# The request
Copy all of the material below word for word, leaving out any pictures.

────────────────────

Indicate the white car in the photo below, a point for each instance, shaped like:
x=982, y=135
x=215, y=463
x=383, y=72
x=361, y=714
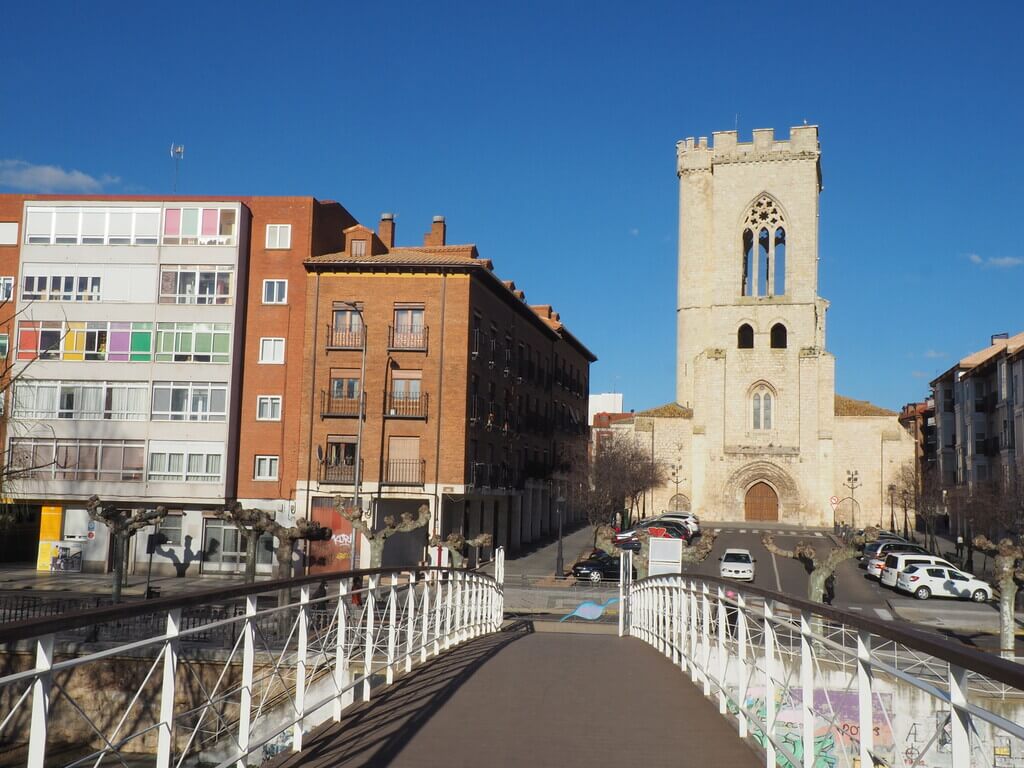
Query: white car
x=926, y=581
x=736, y=563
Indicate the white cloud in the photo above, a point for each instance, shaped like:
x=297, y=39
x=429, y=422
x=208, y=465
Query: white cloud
x=1000, y=262
x=22, y=176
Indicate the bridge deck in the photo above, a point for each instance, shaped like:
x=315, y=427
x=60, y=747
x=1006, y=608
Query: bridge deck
x=520, y=697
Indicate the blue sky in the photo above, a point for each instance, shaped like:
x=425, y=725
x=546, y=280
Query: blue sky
x=545, y=132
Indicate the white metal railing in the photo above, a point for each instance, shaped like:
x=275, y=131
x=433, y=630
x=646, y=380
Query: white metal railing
x=822, y=688
x=232, y=676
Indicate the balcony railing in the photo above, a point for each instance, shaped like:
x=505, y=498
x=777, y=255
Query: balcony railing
x=338, y=407
x=404, y=471
x=342, y=474
x=407, y=407
x=408, y=337
x=340, y=338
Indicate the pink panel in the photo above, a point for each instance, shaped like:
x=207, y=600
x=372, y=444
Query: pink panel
x=172, y=221
x=210, y=216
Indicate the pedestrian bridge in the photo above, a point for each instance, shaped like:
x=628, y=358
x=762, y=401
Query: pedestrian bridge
x=421, y=668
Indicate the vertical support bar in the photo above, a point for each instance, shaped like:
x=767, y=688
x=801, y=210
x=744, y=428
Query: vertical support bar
x=368, y=646
x=40, y=701
x=300, y=668
x=392, y=630
x=770, y=677
x=720, y=665
x=246, y=694
x=165, y=733
x=706, y=636
x=807, y=687
x=342, y=675
x=960, y=717
x=865, y=696
x=741, y=663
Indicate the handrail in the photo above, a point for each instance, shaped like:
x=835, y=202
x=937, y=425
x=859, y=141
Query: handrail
x=32, y=628
x=996, y=668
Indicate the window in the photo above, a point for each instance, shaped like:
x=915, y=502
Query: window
x=279, y=236
x=189, y=400
x=196, y=285
x=778, y=336
x=194, y=342
x=184, y=462
x=763, y=250
x=762, y=401
x=170, y=526
x=199, y=226
x=92, y=225
x=271, y=350
x=77, y=460
x=268, y=408
x=744, y=337
x=266, y=468
x=275, y=292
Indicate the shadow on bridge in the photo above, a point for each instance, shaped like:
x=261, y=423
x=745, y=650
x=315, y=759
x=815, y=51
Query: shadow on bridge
x=523, y=697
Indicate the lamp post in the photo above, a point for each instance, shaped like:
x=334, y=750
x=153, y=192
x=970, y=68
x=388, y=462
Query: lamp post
x=559, y=563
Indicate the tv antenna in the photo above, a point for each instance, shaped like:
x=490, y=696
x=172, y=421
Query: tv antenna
x=177, y=154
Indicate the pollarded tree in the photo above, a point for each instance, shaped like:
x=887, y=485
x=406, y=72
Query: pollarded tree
x=458, y=546
x=123, y=524
x=378, y=539
x=819, y=568
x=1009, y=572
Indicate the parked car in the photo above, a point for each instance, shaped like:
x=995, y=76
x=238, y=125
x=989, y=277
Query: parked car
x=599, y=565
x=897, y=561
x=736, y=563
x=935, y=581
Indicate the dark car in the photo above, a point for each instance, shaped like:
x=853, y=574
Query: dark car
x=600, y=565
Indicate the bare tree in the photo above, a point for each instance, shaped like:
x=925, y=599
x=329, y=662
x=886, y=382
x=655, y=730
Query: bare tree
x=819, y=568
x=378, y=539
x=1009, y=561
x=123, y=524
x=458, y=546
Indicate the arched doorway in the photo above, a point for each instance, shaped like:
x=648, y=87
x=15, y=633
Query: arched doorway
x=761, y=503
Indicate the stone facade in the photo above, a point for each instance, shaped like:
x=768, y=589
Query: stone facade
x=758, y=432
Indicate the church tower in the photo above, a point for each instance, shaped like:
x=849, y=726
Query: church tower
x=751, y=357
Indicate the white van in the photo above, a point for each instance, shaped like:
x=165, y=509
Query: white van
x=897, y=561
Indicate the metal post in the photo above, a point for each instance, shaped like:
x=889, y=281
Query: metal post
x=960, y=717
x=368, y=651
x=40, y=701
x=165, y=733
x=342, y=676
x=300, y=667
x=770, y=676
x=392, y=631
x=865, y=696
x=807, y=687
x=246, y=694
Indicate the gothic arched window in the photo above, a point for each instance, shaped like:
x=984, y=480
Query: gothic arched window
x=744, y=337
x=763, y=403
x=764, y=249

────────────────────

# Solution below
Indicate the white car in the photo below, a point for each instance, shaped like:
x=982, y=135
x=215, y=463
x=383, y=72
x=361, y=714
Query: white car
x=926, y=581
x=736, y=563
Indicate the white cloud in the photo above, a point for each instance, shaped like:
x=297, y=39
x=429, y=422
x=208, y=465
Query: white cloud
x=1000, y=262
x=22, y=176
Indicate the bridge deck in the photo above, a point for each instance, shaped like:
x=315, y=427
x=60, y=747
x=1006, y=608
Query: bridge deck
x=520, y=697
Indicate the blue sky in the photo above, a point for each instance, shaped like:
x=425, y=725
x=546, y=280
Query: blue sky
x=545, y=132
Indicate the white metal railing in the photo above, a point for each instance, shaped like:
x=275, y=131
x=433, y=630
x=646, y=380
Query: white metal railing
x=822, y=688
x=232, y=676
Indicate the balcony railing in the photo above, a point for each instance, shaped like:
x=505, y=498
x=777, y=255
Query: balcony railing
x=338, y=407
x=404, y=471
x=342, y=474
x=407, y=407
x=408, y=337
x=340, y=338
Indicate the pink panel in the photo above, a point for each instance, shaped like:
x=207, y=600
x=372, y=444
Query: pink panel
x=172, y=221
x=210, y=216
Indicate the pedestrian bridge in the photo above, a point for each instance, shaped like:
x=628, y=358
x=762, y=401
Query: pedestrian bridge
x=421, y=668
Indicate the vertical support bar in the photo above, a point for each instance, shaped like:
x=767, y=688
x=801, y=210
x=744, y=428
Query: vertical support bar
x=368, y=646
x=40, y=701
x=300, y=668
x=392, y=630
x=770, y=677
x=720, y=665
x=246, y=694
x=165, y=733
x=706, y=636
x=807, y=687
x=342, y=675
x=960, y=717
x=865, y=696
x=741, y=663
Indicate the handrail in the photo above, a point for each instance, shaped like:
x=835, y=202
x=937, y=425
x=859, y=141
Query: handrail
x=32, y=628
x=996, y=668
Indicate the window in the photo above, a point for each instance, shaped like:
x=915, y=502
Query: window
x=279, y=236
x=189, y=400
x=196, y=285
x=778, y=336
x=194, y=342
x=184, y=462
x=763, y=250
x=762, y=401
x=170, y=526
x=199, y=226
x=92, y=225
x=271, y=350
x=77, y=460
x=268, y=408
x=744, y=337
x=266, y=468
x=275, y=292
Indicate the shadow on bridge in the photo above, a point for each instance, shaped like:
x=261, y=423
x=745, y=650
x=315, y=759
x=815, y=51
Query: shadow on bridge
x=523, y=697
Indicate the lamp post in the photo above, a point for each instance, shaped like:
x=334, y=750
x=153, y=192
x=970, y=68
x=388, y=462
Query: lamp post
x=559, y=563
Indicate the tv antenna in the photo above, a point for each instance, shaped like:
x=490, y=696
x=172, y=421
Query: tv antenna
x=177, y=154
Indicate the pollarded tree in the photo above, a point for each instance, shaped like:
x=887, y=485
x=406, y=72
Query: pollarded tree
x=458, y=546
x=123, y=524
x=378, y=539
x=819, y=568
x=1009, y=572
Indicate the parked car in the photo above, a point for each instance, shaped like:
x=995, y=76
x=238, y=125
x=989, y=277
Query: parked car
x=599, y=565
x=897, y=561
x=736, y=563
x=935, y=581
Indicate the dark car in the photo above, a point for each instance, shaped like:
x=853, y=574
Query: dark car
x=600, y=565
Indicate the bare tree in the photo above, a point for each instance, shaped like:
x=925, y=599
x=329, y=662
x=886, y=382
x=655, y=730
Query: bare tree
x=819, y=568
x=378, y=539
x=1009, y=561
x=123, y=524
x=458, y=546
Indicate the arched doorway in the photo above, a point for each instance, shaped like:
x=648, y=87
x=15, y=633
Query: arched doorway
x=761, y=503
Indicate the stone facade in the photo above, a point for each instance, shaped like:
x=768, y=589
Query: stone facade
x=758, y=432
Indicate the church tower in the photo above, a point for each instance, shaped like:
x=849, y=726
Query: church tower
x=751, y=357
Indicate the white van in the photo above, a point for each instance, shaped like:
x=165, y=509
Query: white van
x=897, y=561
Indicate the metal post in the photo above, a point for each instance, shaped like:
x=889, y=281
Query: metal post
x=960, y=717
x=368, y=651
x=40, y=701
x=165, y=733
x=342, y=676
x=300, y=667
x=770, y=676
x=392, y=631
x=865, y=696
x=807, y=687
x=246, y=694
Indicate the gothic arched window in the photo above, a point for each instance, shaped like:
x=984, y=480
Query: gothic arched window
x=744, y=337
x=763, y=403
x=764, y=249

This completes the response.